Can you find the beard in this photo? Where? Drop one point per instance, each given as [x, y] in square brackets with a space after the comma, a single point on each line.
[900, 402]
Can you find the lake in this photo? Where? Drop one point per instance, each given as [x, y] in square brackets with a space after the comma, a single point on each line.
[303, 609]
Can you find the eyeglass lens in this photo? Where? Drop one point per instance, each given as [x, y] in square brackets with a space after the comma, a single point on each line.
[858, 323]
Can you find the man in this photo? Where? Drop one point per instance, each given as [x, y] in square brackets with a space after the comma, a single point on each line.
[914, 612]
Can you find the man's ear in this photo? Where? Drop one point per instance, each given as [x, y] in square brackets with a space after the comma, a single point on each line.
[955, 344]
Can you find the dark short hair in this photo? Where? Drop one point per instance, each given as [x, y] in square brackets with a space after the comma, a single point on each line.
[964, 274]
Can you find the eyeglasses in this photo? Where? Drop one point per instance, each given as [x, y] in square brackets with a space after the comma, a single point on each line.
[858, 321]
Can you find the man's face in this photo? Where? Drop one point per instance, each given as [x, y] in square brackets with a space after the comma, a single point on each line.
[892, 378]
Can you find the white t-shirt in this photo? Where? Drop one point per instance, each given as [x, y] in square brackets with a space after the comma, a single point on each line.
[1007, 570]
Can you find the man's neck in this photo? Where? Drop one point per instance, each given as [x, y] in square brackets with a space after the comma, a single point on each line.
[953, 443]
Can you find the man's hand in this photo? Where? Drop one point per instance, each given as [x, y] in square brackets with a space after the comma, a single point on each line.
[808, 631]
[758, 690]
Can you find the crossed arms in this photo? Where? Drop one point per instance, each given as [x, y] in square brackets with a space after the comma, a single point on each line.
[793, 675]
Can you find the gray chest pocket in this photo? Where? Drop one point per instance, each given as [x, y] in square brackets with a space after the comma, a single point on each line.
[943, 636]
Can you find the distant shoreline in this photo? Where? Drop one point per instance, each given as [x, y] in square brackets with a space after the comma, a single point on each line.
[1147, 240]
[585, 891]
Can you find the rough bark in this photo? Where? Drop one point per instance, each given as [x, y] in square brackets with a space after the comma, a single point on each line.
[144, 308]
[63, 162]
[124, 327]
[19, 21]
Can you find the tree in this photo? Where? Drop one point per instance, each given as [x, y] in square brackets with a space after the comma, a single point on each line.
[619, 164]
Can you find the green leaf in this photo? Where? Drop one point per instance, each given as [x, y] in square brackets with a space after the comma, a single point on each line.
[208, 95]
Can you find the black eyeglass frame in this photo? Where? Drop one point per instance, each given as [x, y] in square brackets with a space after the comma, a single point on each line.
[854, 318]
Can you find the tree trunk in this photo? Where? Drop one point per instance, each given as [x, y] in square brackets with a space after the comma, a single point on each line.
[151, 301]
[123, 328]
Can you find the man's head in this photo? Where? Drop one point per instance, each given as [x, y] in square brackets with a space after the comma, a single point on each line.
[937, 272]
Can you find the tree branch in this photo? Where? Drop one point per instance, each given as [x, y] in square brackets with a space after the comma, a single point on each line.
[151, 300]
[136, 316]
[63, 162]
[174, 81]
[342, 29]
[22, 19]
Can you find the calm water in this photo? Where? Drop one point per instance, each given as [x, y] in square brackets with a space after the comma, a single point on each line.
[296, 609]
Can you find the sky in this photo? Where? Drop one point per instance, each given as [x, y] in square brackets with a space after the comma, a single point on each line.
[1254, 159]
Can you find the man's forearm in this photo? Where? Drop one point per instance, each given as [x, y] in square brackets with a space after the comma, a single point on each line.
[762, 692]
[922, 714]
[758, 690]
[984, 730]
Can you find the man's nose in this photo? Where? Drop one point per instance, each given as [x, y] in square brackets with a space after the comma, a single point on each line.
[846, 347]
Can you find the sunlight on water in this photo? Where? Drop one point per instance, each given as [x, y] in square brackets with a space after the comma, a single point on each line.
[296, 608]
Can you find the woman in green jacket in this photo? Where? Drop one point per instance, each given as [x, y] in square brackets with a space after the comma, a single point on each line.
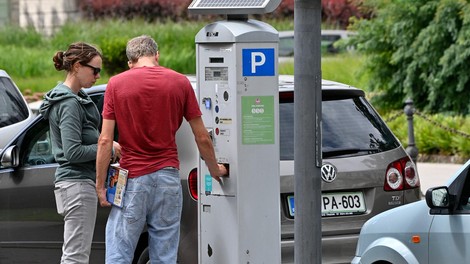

### Brief
Pick out every line in the listing above that contains the word "green", and copy each one in full. Case counts.

### Answer for the task
Can you find the green leaf in this photo? Where? Drop one point per instance, each given as [x, y] in square brackets with a space after the comma, a single point on each line.
Can you find the woman in green jacket in this photo? Where? Drop one point per instance, each given as [x, y] in square brackets with a space after the comma, a single point on each line.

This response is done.